— begin —

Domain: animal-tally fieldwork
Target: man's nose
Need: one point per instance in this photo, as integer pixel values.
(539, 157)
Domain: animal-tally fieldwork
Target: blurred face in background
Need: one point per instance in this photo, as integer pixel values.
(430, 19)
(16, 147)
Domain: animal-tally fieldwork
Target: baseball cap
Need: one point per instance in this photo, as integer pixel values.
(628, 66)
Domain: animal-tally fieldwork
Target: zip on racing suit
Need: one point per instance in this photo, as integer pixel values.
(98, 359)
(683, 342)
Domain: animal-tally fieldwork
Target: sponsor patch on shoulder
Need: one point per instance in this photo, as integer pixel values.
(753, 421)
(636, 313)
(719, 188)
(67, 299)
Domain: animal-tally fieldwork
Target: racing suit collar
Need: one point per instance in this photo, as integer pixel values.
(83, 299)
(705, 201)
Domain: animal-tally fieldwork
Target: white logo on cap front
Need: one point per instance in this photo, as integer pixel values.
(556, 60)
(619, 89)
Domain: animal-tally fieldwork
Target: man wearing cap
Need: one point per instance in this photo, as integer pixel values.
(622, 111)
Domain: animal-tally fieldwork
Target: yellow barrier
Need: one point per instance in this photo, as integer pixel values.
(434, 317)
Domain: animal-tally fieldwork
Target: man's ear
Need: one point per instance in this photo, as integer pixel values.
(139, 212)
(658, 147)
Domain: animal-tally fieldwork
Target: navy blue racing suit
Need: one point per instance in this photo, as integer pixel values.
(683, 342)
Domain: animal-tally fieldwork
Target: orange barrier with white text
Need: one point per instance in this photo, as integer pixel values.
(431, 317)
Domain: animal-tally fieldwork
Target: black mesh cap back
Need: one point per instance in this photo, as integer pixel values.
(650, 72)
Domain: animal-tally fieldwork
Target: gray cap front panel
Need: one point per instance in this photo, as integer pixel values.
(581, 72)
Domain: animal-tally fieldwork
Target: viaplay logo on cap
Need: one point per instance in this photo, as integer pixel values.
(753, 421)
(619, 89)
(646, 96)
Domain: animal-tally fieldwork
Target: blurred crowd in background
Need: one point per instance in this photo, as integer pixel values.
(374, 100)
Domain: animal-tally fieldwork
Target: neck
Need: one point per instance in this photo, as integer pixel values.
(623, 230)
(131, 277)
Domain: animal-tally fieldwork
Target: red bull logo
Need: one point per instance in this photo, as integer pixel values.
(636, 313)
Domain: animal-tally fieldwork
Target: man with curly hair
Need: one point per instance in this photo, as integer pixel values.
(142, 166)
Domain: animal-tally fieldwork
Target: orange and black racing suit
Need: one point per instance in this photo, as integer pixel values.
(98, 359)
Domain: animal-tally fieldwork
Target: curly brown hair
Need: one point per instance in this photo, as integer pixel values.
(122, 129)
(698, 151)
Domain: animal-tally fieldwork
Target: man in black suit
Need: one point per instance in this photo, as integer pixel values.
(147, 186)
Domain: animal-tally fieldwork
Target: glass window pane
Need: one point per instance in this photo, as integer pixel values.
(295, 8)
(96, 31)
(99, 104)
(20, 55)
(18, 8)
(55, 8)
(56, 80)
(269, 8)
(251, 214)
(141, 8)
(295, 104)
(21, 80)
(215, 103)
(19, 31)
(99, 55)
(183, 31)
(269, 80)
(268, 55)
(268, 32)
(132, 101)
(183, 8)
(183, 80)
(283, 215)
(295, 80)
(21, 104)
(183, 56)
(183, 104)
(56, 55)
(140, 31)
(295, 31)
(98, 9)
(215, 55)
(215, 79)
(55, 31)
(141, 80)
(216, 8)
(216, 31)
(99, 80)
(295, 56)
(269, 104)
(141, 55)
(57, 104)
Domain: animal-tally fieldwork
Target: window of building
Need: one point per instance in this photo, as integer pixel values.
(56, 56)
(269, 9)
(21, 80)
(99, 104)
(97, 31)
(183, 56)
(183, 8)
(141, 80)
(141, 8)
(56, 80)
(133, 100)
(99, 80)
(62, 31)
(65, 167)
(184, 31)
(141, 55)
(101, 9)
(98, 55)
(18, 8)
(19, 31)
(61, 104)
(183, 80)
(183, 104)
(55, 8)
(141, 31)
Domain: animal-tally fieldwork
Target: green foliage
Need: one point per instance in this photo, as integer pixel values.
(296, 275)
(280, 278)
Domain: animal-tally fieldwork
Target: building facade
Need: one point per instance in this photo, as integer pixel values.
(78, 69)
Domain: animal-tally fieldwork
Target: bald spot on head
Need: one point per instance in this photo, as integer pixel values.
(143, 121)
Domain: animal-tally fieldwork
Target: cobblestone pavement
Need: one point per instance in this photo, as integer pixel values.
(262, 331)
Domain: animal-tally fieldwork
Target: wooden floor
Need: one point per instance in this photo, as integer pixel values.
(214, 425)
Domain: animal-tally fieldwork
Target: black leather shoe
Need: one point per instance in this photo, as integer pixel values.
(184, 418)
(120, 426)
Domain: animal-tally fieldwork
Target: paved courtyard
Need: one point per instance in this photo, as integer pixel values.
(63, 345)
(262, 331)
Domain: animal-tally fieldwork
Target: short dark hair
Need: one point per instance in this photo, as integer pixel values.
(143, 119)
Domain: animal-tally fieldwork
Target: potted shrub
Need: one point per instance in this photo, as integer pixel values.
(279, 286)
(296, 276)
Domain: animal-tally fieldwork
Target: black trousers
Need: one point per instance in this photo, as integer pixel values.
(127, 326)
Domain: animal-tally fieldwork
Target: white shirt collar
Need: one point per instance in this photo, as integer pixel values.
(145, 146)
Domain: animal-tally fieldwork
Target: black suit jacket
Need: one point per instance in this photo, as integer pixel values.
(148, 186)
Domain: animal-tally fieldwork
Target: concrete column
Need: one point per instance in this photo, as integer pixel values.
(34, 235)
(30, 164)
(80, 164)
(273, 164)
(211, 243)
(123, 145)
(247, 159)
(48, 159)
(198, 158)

— end —

Objective:
Every line of the data above should be reproduced word for word.

Finished task:
Domain: animal-tally fieldwork
Target: man's nose
Need: one point per instance in this photo, as integer pixel values.
(539, 157)
Domain: animal-tally fieldwork
Target: blurred face in background
Need: one point per instance in this photo, as integer pixel values.
(430, 19)
(16, 147)
Domain: animal-tally fieldwork
Target: baseball cap
Need: one point per instance in this photo, as integer pixel values.
(628, 66)
Domain: animal-tally fieldwork
Target: zip on racing suit
Need: one point per instance in this photo, as integer pixel values.
(98, 359)
(683, 342)
Domain: animal-tally fieldwork
Target: sponsor patch on shoulder
Need: one point per instance in this photo, as integer pixel values.
(753, 421)
(636, 313)
(719, 188)
(67, 299)
Domain: animal-tally fieldwork
Target: racing suit collar
Need: one point per instance in this photo, as integer pixel values.
(83, 299)
(705, 201)
Domain: animal-tally fieldwork
Target: white logo on cap front
Need: one point per instance in this photo, as integer pixel values.
(556, 60)
(619, 89)
Domain: animal-tally fieldwork
Target: man wearing cap
Need: one point per instance in this photo, as integer pixel values.
(622, 111)
Domain: animal-tally fieldwork
Target: yellow barrier
Need: one point per instance in this photo, as integer pixel values.
(434, 317)
Domain: animal-tally fieldwork
Target: man's ear
Need: one point per instance in this photo, as integer pixel values.
(139, 212)
(658, 147)
Domain: animal-tally fieldwork
Target: navy blue racing suit
Need: one point per instance in this photo, as integer pixel values.
(683, 342)
Domain: animal-tally fieldwork
Target: orange barrier with white text
Need: one point per instance in this photo, as integer pixel values.
(431, 317)
Domain: animal-tally fieldwork
Target: black mesh cap back
Need: one point per instance in this photo, as integer pixel values.
(650, 72)
Domain: animal-tally fieldwork
Target: gray cap front panel
Need: one point per instance in this photo, as integer pixel values.
(581, 72)
Domain: animal-tally fieldwork
Target: viaplay logo on cap
Need: one point per instance in this photo, as integer pixel values.
(753, 421)
(619, 89)
(646, 96)
Domain: animal-tally fieldwork
Target: blurred crowd in background
Need: one point per instance in this photo, as integer pixel values.
(374, 100)
Domain: animal-tally fieldwork
Target: neck
Need: one point per instance in this photo, as integer pixel values.
(623, 230)
(131, 277)
Domain: animal-tally fieldwork
Target: red bull logo
Need: one point per instance in this photo, as integer pixel values.
(636, 313)
Domain: animal-tally fieldwork
Target: man with curly hair
Need: one point per instance in this photo, as integer pixel values.
(142, 166)
Domain: animal-tally fieldwork
Target: orange and black racing suit
Need: one point per instance in this photo, as integer pixel values.
(98, 359)
Domain: animal-tally fieldwork
Target: curly brown hair
Need: one point per instance in this photo, as integer pixel values.
(122, 129)
(698, 151)
Domain: animal-tally fieldwork
Target: man in black suit
Need: one point per instance in this photo, as integer pixel values.
(147, 186)
Domain: animal-tally fieldwork
Target: glass window pane
Need: one point per instance in this photo, as integer pixel values.
(295, 8)
(96, 31)
(99, 104)
(20, 55)
(18, 8)
(55, 8)
(56, 80)
(269, 8)
(251, 214)
(141, 8)
(295, 104)
(21, 80)
(215, 103)
(19, 31)
(99, 55)
(183, 31)
(269, 80)
(268, 55)
(268, 32)
(132, 101)
(183, 8)
(183, 80)
(283, 215)
(295, 80)
(21, 104)
(183, 56)
(183, 104)
(56, 55)
(140, 31)
(295, 31)
(98, 9)
(215, 55)
(215, 79)
(55, 31)
(141, 80)
(216, 8)
(216, 31)
(99, 80)
(295, 56)
(269, 104)
(141, 55)
(57, 104)
Domain: animal-tally fieldwork
Target: window of building
Need: one point per instance in this photo, as integer pixel values.
(56, 56)
(269, 9)
(21, 80)
(99, 104)
(97, 31)
(183, 56)
(183, 8)
(141, 80)
(141, 8)
(56, 80)
(133, 100)
(99, 80)
(62, 31)
(65, 167)
(184, 31)
(141, 55)
(101, 9)
(98, 55)
(18, 8)
(19, 31)
(61, 104)
(183, 80)
(183, 104)
(55, 8)
(141, 31)
Domain: animal-tally fieldwork
Target: green foliage
Need: one point per instance in this photo, as integer pixel values.
(296, 275)
(280, 278)
Domain: animal-tally fieldwork
Target: building facade
Need: one point per instance in this photo, as integer pixel values.
(78, 69)
Domain: animal-tally fieldwork
Target: bald spot on head
Need: one point per instance in this photo, as integer pixel values.
(143, 121)
Domain: animal-tally fieldwork
Target: cobblestone pavement
Need: one point per instance in this photo, as integer pixel values.
(262, 331)
Domain: animal-tally fieldwork
Target: wooden floor
Need: one point per instance in this photo, as integer pixel values.
(214, 425)
Domain: animal-tally fieldwork
Target: black leather shoe
Need: one point per instance in this photo, as integer pixel values.
(184, 418)
(120, 426)
Domain: animal-tally fieldwork
Target: paved courtyard
Need: one point per instance in this photo, as integer pixel values.
(63, 345)
(262, 331)
Domain: animal-tally fieldwork
Target: short dark hair
Need: one point per instance in this photo, as integer pixel values.
(143, 119)
Domain: animal-tally fieldwork
Target: potted shrub
Need: one point per instance in this photo, as integer pixel values.
(279, 286)
(296, 276)
Domain: animal-tally fieldwork
Target: black trousers
Need: one point per instance in this photo, as integer pixel values.
(127, 326)
Domain: animal-tally fieldwork
Target: white shirt collar
Need: one point per instance in this photo, as integer pixel values.
(145, 146)
Domain: animal-tally fieldwork
Target: black suit jacket
Need: one point per instance in this photo, as integer pixel values.
(148, 186)
Domain: animal-tally fieldwork
Target: concrete column
Need: one point per instance in this photo, as integer pixel values.
(34, 235)
(30, 164)
(80, 164)
(273, 164)
(211, 243)
(123, 145)
(247, 159)
(48, 159)
(198, 158)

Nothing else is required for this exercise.